### Exercise data
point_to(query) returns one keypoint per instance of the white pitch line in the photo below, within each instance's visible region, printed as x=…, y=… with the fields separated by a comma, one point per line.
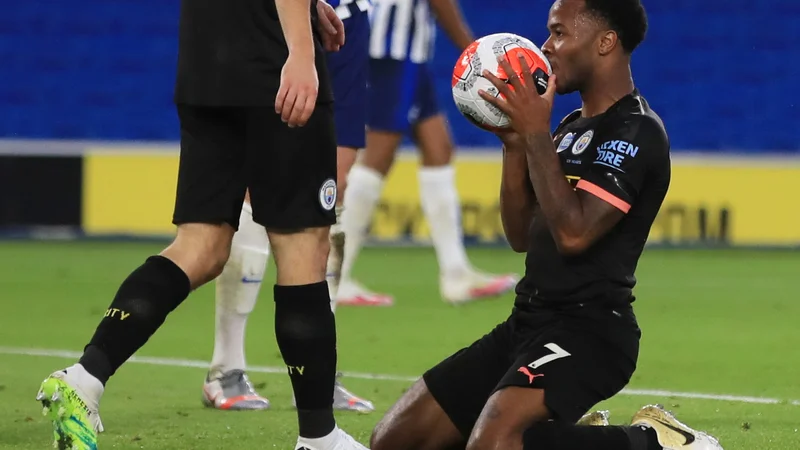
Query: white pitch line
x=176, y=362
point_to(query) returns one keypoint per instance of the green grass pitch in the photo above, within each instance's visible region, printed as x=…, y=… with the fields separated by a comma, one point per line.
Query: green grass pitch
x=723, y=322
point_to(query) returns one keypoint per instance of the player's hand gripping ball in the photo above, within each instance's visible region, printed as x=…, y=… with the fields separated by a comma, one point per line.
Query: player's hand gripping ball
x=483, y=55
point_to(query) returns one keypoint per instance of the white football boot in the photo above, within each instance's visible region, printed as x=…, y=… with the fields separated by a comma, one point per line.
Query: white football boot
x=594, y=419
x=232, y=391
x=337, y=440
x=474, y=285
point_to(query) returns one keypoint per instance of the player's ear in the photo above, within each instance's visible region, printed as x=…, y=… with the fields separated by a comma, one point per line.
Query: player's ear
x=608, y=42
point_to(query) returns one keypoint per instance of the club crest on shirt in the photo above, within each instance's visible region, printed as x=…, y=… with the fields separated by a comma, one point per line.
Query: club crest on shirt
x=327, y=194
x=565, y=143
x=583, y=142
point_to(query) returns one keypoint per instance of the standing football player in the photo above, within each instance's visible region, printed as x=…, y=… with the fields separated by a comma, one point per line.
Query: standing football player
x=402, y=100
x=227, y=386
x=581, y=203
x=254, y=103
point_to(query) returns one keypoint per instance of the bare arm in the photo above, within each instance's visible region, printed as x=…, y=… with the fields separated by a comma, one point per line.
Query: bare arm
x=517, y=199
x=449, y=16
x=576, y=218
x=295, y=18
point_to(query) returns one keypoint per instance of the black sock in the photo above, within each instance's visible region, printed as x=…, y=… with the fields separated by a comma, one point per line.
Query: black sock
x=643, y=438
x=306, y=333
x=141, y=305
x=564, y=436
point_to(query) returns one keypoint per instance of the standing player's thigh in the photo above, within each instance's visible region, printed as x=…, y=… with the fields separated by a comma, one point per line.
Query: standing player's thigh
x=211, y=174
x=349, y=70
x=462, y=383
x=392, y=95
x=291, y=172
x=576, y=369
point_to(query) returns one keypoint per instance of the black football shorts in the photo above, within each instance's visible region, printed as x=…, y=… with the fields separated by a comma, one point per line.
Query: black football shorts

==

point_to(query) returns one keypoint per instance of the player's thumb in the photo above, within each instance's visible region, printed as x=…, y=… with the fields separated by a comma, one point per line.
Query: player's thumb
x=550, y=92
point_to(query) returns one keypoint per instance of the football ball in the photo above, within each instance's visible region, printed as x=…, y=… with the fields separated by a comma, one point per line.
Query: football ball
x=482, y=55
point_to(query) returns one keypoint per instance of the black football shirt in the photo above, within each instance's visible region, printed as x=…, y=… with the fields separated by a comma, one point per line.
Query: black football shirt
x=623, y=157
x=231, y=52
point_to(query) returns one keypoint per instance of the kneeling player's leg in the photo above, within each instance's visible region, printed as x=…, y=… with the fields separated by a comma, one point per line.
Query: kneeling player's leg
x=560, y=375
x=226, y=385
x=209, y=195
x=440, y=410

...

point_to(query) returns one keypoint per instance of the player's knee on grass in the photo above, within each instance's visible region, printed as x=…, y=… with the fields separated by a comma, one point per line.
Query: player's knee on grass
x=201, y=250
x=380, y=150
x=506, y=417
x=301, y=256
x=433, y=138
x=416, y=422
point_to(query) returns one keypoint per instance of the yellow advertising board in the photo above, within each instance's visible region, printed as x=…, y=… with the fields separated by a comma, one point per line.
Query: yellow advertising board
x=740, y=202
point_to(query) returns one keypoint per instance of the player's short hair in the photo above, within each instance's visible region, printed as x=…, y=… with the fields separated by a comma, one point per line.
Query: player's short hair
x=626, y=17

### What the task asks
Collect the lines of the records that include the string "shorts".

### Reply
point_to(query) returns one keypoint per instance of the black football shorts in the photo above, within each instance's visible region, printed as x=…, y=… with the fields separated by a comma, one point per line.
Query: black football shorts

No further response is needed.